● ACTIONS TO TAKE:
(1) Please reproduce the stretch of the wilderness essay from "Sometimes it’s easier" through "happened to me.", word for word.
(2) Resume the wilderness essay after its last sentence, carrying it forward in the same voice.

● TEXT TO READ:
(begin)
ENCOUNTERING GOD IN THE WILDERNESS: A SPIRITUAL JOURNEY OF DISCOVERY

Al's extra photos 007 (640x432)Part Thirteen:  A Heartbreaking Experience: Where God’s Visual Presence in Nature Was Destroyed

Sometimes it’s easier to understand a concept by looking at its polar opposite. In the same way, the clearest way to experience and appreciate God’s beauty symbolically revealed in nature (see part twelve) is to experience nature without God’s beauty visually present. This happened to me.

For most of my life, I’ve lived in Southern Californian. With the majority of the state’s burgeoning population crammed into three coastal counties, there is little remaining native forest to enjoy. But a forty-five minute drive southeast from my home is a relatively small forested area (less than thirty thousand acres) located largely within the boundaries of Rancho Cuyamaca State Park. Its prominent features are three mountain peaks ranging from 5,700 to more than 6,500 feet in elevation. Ponderosa and Coulter pines, incense cedar, and black oak dominated the forest. Myriad varieties of indigenous wildlife made the park their home.

Tragically, in October, 2003, a careless hunter outside park boundaries started a fire that quickly turned into a raging inferno. It burned out of control for days, destroying most of the parks forested habitats.
(end)
● DATA SECTION:
(begin)
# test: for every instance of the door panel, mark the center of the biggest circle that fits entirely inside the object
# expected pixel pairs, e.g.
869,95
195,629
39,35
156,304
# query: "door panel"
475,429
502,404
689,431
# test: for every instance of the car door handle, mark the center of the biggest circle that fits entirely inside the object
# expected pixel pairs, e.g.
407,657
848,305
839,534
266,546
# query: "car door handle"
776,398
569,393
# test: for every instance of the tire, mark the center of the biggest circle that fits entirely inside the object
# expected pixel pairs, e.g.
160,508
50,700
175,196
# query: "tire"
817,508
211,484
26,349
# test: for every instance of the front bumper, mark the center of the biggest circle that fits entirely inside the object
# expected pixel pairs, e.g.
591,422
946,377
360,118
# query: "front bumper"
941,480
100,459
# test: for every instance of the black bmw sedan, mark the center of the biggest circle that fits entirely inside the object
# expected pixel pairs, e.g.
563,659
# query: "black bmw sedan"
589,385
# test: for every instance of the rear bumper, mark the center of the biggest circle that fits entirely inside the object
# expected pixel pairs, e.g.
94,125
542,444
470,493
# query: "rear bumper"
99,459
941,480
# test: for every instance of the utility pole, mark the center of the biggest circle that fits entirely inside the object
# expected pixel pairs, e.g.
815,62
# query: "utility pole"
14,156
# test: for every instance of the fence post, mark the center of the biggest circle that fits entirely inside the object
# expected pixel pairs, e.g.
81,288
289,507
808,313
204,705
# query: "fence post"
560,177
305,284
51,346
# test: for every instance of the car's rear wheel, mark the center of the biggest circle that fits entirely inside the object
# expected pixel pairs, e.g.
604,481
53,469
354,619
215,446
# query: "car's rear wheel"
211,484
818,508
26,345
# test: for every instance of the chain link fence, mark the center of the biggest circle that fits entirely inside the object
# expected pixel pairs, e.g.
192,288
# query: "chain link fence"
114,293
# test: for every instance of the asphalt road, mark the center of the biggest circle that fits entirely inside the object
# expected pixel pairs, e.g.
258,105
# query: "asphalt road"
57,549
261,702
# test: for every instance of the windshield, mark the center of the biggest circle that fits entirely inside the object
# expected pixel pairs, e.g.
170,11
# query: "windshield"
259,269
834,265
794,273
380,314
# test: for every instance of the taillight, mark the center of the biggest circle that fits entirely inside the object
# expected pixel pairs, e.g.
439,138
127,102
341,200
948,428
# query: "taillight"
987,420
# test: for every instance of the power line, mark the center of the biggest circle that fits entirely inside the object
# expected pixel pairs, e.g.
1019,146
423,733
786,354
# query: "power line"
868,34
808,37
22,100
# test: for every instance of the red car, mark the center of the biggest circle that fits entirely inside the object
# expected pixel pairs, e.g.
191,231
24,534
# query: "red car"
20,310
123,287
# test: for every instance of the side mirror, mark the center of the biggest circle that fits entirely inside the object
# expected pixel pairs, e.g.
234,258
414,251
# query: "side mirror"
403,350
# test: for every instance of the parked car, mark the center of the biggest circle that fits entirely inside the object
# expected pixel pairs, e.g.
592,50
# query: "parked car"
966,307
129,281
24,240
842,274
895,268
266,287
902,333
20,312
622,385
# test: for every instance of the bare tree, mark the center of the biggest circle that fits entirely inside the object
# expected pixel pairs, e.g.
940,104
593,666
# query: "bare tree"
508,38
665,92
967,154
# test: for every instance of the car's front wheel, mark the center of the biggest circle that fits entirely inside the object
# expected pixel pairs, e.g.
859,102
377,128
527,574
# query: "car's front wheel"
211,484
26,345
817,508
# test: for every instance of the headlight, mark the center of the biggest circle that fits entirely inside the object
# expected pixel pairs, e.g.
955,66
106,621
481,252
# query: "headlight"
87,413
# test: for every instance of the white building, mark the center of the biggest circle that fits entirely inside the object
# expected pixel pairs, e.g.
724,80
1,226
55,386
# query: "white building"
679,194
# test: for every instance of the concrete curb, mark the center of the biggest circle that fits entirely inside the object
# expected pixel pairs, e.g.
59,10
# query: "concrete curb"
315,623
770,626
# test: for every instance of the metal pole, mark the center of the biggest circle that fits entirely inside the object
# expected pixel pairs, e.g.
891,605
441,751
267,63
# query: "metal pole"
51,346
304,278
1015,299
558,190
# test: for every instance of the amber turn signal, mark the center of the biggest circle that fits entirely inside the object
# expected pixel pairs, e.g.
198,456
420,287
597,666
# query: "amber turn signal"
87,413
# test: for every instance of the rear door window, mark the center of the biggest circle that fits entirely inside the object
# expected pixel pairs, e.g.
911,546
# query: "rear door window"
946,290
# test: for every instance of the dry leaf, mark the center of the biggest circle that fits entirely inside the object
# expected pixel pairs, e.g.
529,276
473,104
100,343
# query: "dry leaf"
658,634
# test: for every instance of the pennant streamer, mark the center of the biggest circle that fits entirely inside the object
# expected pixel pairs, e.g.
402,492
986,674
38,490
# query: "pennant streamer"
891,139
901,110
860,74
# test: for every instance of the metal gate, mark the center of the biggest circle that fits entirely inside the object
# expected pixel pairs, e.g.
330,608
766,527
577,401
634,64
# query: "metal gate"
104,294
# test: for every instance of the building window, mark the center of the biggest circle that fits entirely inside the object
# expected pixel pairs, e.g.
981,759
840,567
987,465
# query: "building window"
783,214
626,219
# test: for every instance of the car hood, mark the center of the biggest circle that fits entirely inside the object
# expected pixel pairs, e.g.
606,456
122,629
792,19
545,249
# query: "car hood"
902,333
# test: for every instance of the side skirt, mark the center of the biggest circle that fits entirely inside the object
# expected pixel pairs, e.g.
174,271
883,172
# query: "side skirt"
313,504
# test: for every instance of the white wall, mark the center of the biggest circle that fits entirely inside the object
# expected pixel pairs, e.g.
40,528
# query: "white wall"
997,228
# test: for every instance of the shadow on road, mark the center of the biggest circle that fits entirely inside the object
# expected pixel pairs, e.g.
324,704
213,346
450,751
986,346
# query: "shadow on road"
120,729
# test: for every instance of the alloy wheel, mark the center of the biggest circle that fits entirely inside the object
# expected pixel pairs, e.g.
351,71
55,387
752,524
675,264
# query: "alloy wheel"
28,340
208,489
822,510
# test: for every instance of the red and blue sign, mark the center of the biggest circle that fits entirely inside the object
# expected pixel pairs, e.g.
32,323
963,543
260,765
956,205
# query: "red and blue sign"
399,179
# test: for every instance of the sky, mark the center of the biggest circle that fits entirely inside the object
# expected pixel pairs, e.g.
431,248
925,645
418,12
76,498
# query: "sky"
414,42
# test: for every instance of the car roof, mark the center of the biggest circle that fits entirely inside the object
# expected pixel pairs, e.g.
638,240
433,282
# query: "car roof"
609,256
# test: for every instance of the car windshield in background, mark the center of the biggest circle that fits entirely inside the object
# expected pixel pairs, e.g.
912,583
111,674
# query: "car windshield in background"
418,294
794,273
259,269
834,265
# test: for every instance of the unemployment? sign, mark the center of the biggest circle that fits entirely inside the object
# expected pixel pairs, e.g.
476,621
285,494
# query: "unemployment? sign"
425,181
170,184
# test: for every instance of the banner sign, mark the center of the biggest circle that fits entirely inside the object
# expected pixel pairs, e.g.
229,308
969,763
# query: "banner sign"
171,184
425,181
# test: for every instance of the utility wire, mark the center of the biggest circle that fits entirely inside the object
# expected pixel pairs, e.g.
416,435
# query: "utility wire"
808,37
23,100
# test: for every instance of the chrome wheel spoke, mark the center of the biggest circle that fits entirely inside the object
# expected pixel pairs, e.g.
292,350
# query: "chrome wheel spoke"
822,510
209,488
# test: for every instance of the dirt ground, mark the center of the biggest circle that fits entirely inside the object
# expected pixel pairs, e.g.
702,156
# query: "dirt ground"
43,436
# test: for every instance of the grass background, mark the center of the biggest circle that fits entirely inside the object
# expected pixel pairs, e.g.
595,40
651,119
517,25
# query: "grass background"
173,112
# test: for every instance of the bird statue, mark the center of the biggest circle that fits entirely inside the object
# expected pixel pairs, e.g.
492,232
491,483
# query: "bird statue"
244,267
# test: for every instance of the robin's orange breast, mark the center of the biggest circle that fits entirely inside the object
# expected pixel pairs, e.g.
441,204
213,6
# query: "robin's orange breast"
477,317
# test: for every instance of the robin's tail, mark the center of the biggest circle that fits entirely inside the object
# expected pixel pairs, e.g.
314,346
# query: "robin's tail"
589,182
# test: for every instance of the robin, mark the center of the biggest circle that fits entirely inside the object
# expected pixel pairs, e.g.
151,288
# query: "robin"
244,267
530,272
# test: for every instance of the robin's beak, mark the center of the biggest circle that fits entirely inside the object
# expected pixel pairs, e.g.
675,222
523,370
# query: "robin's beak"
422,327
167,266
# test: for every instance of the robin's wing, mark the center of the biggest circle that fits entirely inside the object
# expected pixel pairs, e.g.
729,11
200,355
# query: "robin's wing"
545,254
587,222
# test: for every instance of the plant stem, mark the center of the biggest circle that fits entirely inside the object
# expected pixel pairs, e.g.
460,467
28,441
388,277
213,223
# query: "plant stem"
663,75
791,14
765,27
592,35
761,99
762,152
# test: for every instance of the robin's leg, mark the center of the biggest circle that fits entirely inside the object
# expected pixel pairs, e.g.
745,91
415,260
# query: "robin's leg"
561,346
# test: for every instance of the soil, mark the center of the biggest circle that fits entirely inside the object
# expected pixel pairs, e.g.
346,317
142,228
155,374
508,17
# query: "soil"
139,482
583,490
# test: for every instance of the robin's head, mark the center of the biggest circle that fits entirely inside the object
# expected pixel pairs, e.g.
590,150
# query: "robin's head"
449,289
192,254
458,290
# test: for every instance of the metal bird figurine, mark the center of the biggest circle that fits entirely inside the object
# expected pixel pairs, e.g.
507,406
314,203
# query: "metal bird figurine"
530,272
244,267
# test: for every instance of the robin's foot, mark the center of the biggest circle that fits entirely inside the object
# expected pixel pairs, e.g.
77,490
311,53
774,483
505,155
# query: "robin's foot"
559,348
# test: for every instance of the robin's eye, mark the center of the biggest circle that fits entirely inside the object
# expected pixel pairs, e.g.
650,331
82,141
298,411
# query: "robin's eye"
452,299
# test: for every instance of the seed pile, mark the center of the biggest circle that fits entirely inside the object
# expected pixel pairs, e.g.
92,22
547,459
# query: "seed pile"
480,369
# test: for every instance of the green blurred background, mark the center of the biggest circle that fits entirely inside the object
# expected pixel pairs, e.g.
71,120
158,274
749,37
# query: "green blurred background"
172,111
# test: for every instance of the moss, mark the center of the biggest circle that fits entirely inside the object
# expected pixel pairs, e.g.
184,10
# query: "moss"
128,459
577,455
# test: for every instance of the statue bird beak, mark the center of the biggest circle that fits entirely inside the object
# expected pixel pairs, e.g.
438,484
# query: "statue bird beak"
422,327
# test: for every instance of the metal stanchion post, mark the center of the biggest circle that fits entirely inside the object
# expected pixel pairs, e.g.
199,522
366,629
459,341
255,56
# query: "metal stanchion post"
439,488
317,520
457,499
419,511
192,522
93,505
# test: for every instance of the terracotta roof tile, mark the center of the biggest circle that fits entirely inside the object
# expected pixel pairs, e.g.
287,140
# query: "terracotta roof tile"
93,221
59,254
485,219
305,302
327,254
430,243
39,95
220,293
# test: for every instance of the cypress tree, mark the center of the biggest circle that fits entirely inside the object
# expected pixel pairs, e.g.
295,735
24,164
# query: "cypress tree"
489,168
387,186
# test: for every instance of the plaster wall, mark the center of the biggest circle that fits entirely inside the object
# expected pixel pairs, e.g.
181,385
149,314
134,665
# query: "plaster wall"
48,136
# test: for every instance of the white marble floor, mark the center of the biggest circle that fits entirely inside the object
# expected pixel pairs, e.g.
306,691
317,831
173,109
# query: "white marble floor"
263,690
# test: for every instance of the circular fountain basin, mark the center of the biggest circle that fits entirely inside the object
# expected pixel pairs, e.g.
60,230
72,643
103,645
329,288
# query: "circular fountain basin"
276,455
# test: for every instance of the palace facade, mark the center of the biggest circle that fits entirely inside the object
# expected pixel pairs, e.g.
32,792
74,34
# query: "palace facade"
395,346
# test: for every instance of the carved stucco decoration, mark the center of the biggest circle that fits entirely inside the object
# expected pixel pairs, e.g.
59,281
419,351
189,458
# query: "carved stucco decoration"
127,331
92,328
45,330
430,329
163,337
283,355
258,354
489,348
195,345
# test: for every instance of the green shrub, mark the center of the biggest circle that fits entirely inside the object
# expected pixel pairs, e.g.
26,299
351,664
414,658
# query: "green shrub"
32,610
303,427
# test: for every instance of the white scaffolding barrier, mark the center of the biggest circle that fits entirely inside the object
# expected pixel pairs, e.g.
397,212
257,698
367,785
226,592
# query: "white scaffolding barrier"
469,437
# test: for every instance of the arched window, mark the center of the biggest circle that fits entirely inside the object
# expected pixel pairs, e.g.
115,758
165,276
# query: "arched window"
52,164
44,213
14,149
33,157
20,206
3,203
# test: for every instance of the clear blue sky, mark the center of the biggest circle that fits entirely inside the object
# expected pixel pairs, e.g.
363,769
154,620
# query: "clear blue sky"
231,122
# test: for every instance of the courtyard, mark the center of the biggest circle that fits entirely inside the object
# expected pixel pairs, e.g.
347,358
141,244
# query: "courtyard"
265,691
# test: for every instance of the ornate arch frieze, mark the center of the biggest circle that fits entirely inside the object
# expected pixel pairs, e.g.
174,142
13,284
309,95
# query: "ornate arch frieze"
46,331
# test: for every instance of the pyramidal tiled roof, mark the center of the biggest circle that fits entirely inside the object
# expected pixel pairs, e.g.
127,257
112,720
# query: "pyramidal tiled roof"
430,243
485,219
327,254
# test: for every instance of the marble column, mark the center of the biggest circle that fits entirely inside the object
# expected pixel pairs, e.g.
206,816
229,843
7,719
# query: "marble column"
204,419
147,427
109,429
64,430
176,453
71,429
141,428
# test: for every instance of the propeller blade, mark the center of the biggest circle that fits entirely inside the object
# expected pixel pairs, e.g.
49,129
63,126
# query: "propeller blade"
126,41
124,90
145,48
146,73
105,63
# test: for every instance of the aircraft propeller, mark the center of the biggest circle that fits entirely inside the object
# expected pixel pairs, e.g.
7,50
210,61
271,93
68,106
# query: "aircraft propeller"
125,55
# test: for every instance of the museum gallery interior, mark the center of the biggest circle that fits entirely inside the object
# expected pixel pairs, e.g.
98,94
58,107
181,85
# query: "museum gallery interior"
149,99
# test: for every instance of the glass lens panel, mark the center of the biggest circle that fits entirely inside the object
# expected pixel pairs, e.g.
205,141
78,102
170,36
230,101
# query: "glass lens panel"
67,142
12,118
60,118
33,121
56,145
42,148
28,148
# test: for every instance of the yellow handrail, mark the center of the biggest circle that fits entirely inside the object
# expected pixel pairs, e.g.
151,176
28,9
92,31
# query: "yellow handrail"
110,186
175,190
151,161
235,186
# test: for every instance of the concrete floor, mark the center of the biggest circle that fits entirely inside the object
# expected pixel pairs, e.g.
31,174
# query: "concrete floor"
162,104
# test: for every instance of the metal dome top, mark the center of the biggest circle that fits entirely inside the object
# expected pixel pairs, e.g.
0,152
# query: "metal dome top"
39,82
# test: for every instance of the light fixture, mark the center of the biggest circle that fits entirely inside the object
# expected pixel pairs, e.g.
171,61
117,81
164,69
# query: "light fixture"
(end)
● EXPECTED OUTPUTS:
(1)
Sometimes it’s easier to understand a concept by looking at its polar opposite. In the same way, the clearest way to experience and appreciate God’s beauty symbolically revealed in nature (see part twelve) is to experience nature without God’s beauty visually present. This happened to me.

(2)
The first time I visited the park after the fire was extinguished will forever be lodged in my memory. Where once stood ancient pines and oaks, only charcoal stumps remained. Where wild chaparral and wind-swept meadows thrived, nothing but ash carpeted the sterile ground. Populations of deer, squirrels, raccoons, bobcats, coyotes, wild turkeys, and other birds and mammals once common throughout the park were decimated. It was a heartbreaking experience, and I could not hold back my tears at the great loss.

Here’s the analogy I want to make from this horrible tragedy. I can’t image anyone—not not even the most staunch, thoroughly committed urbanite—could fail to recognize the incomparable difference between the beauty of a pristine forest and the harsh, barren landscape of scorched earth. This is not something we need to analyze or ponder. It comes naturally, an instinctive awareness. We intuitively respond to the beauty and wonder of the natural world and are appalled by the evil and ugliness of ruined, despoiled nature. A seared and blackened forest points to evil, despair, bleakness, pain, and loss. The beauty of unspoiled forests points to goodness, vitality, peace, serenity, wisdom, renewal—the wonder and awe of God’s creation.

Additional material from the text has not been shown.